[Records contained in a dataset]
• • • •

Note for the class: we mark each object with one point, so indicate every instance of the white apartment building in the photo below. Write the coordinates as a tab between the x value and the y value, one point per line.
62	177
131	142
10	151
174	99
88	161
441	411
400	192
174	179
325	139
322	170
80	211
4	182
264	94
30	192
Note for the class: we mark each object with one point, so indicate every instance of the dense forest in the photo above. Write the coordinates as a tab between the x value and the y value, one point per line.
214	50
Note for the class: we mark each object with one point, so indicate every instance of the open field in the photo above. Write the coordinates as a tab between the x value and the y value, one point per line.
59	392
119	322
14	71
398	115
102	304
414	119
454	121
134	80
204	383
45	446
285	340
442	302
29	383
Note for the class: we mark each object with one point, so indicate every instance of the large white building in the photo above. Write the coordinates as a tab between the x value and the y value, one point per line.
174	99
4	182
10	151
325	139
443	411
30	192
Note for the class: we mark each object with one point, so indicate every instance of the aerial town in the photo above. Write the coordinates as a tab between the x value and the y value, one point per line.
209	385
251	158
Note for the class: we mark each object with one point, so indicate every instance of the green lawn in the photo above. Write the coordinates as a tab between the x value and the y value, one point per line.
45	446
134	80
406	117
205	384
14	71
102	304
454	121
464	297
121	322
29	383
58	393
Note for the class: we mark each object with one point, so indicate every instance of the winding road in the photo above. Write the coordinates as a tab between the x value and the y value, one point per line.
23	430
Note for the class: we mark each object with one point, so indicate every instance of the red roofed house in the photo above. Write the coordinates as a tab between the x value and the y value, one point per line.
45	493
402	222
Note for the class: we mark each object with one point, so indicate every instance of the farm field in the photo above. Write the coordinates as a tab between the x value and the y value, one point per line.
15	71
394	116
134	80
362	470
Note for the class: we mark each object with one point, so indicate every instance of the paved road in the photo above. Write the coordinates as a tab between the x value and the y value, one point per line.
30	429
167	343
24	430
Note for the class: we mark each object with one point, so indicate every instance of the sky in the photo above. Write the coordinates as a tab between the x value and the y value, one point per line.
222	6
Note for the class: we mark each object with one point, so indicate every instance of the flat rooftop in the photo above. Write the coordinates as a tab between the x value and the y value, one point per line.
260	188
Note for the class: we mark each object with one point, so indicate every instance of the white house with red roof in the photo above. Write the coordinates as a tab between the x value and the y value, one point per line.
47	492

• • • •

EXERCISE TASK:
Format the stretch of the records from the line that contains "of the flat" through the end of the records as a numbered list, with blank lines omitted.

IN RESPONSE:
1. Note for the class: we mark each object with one point, so indicate every instance of the flat rooftop in the photo above. Write the coordinates as a tab between the x value and the y value, one point per line.
2. 260	188
3. Note for the class: we mark each object with one point, so indicate every instance of the white house with red roof in the photo above. Write the coordinates as a tab between the x value and the y value, one point per line.
4. 47	492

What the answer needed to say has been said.